De opinião contrária, Sônia Mascaro Nascimento, mestre e doutora em Direito do Trabalho, afirma que não existe discriminação e não fere o princípio da privacidade dos candidatos:

Se a reputação moral e a boa conduta fazem parte dos critérios de admissibilidade do empregado, as consultas aos órgãos públicos para esse fim, não ferem a privacidade, imagem ou a honra da pessoa. Também não é conduta discriminatória se tal consulta abrange todos os empregados ou candidatos aos cargos. Seria conduta discriminatória por parte do empregador e até mesmo caracterizaria perseguição no trabalho, se a consulta fosse dirigida a um indivíduo apenas ou um grupo de candidatos sem qualquer justificativa. No caso concreto, existe um motivo para tal procedimento pelo empregador: critério para a contratação de empregados. Não se trata de exigência aleatória (ESPECIALISTAS..., 2012, online).

Com esse pensamento, o candidato vê sua privacidade sendo invadida no momento em que há consultas/pesquisas da sua vida social, sem que estas tenham qualquer ligação à vaga de trabalho para a qual se candidatou, ficando impedido de exercer uma profissão pela simples conveniência e entendimento do empregador. Podendo concluir que as habilidades técnicas e o perfil profissional não são suficientes para conquistar o emprego.

Do outro lado, temos a empresa, que usa o seu poder diretivo para contratar os candidatos que melhor lhe convier, pois é ela quem assume os riscos da atividade econômica, e para obtenção de melhores resultados se utilizam de um processo de seleção que acha necessário para selecionar profissionais, de acordo com atribuições e competências de exigidas pelo cargo.

Finalmente, cumpre salientar que o equilíbrio entre os dois polos dessa relação devem ser norteados pelos princípios constitucionais, pois “tanto a proteção à intimidade como à vida privada devem ter como fundamento maior a proteção à dignidade da pessoa humana, da qual emana toda e qualquer proteção ao indivíduo” (QUEIROZ, online).

 1.2 Princípios do direito do trabalho

Os princípios peculiares do Direito do Trabalho são aqueles que inspiram o ordenamento jurídico-trabalhista, sendo estes bem específicos, pois tem características que não podem ser encontradas em outros ramos do Direito.

“Esses princípios têm como funções informar o legislador, orientar o Juiz na sua atividade interpretativa, e, por fim, integrar o direito, que é sua função normativa”, esclarece Barros (2010, p. 180). (grifo original)
__________
_Instruções de trabalho_:
(A) Responda com base no trecho do documento:
(i) Segundo Sônia Mascaro Nascimento, em que situação a consulta feita pelo empregador seria conduta discriminatória?
(ii) Por que a empresa pode contratar os candidatos que melhor lhe convierem?
(iii) De acordo com Barros, quais são as funções dos princípios do Direito do Trabalho?
(B) Transcreva do trecho do documento tudo o que vai desde "Com esse pensamento, o" até "conquistar o emprego.".

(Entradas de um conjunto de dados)
__________
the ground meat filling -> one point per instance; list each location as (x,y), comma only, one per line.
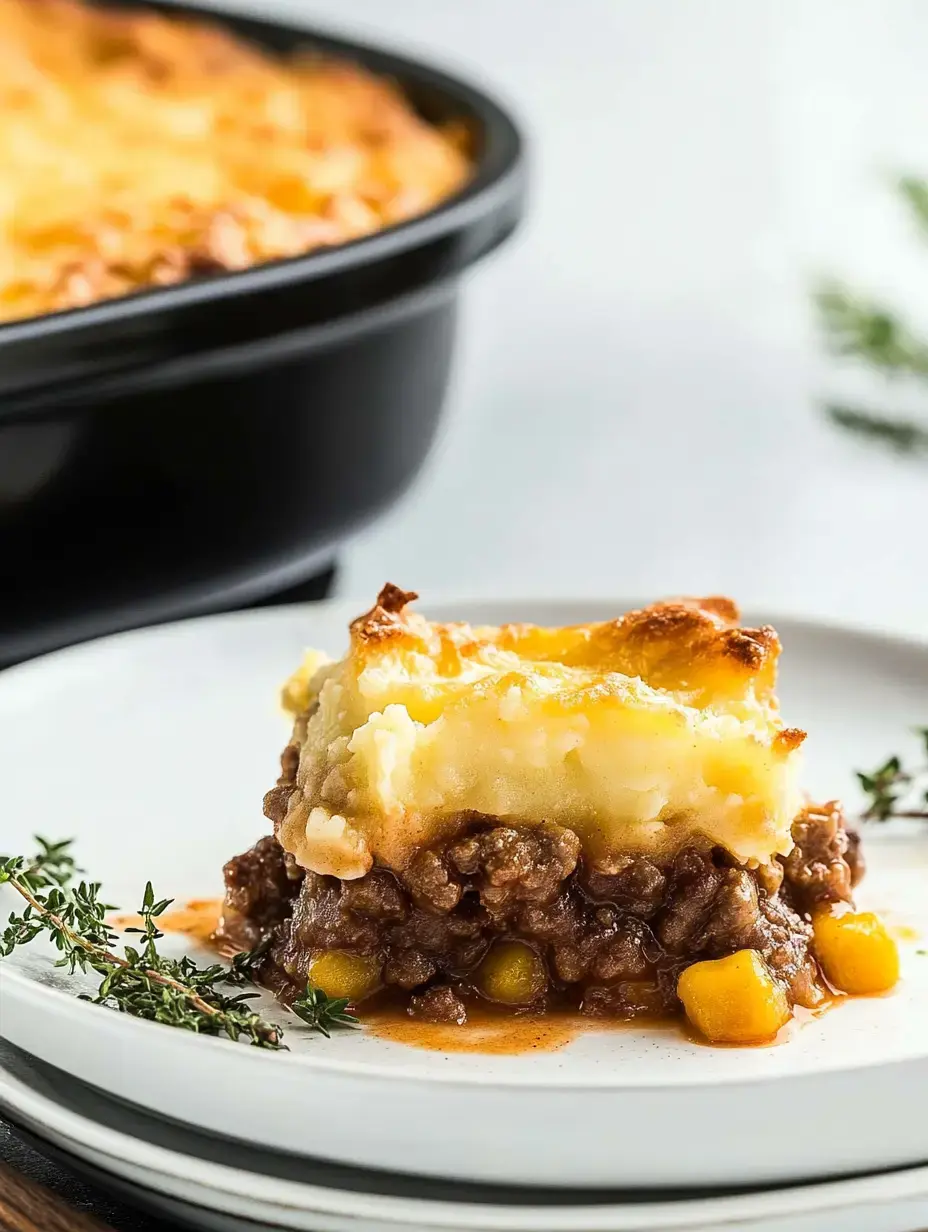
(611,936)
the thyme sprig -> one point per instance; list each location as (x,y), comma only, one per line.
(897,790)
(858,327)
(142,981)
(323,1013)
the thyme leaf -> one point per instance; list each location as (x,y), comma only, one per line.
(141,981)
(895,789)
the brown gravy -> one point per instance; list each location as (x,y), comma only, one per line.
(486,1031)
(489,1030)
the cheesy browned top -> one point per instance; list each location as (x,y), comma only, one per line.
(139,149)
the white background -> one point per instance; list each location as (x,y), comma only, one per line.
(634,409)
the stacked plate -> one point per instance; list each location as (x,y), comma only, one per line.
(154,748)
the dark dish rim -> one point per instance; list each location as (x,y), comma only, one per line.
(498,171)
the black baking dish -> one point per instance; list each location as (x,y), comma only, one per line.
(200,445)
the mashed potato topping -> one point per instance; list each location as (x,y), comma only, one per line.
(637,733)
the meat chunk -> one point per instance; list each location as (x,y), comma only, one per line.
(260,886)
(817,869)
(439,1005)
(509,866)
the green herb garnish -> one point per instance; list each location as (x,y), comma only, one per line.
(897,790)
(860,328)
(143,982)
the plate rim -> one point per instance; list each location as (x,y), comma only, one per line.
(88,1134)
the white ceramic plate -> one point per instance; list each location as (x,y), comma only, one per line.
(154,750)
(215,1184)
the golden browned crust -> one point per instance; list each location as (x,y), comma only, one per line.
(386,617)
(639,731)
(141,150)
(684,642)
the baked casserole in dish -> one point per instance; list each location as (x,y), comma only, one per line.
(141,149)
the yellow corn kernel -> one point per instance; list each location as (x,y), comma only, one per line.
(733,999)
(512,973)
(855,950)
(339,973)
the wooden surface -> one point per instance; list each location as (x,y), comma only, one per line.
(83,1199)
(26,1206)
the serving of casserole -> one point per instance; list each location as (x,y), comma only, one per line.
(600,817)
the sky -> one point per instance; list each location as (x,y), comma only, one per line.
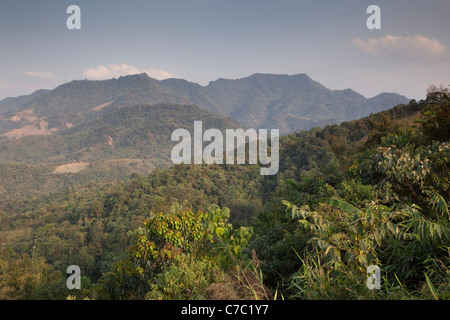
__________
_Respostas das tarefas_:
(A)
(i) A consulta seria discriminatória se fosse dirigida a um indivíduo apenas ou a um grupo de candidatos sem qualquer justificativa.
(ii) A empresa pode fazer isso porque é ela quem assume os riscos da atividade econômica.
(iii) Esses princípios servem para informar o legislador e orientar o Juiz na sua atividade interpretativa. Também servem para integrar o direito, que é sua função normativa.

(B)
Com esse pensamento, o candidato vê sua privacidade sendo invadida no momento em que há consultas/pesquisas da sua vida social, sem que estas tenham qualquer ligação à vaga de trabalho para a qual se candidatou, ficando impedido de exercer uma profissão pela simples conveniência e entendimento do empregador. Podendo concluir que as habilidades técnicas e o perfil profissional não são suficientes para conquistar o emprego.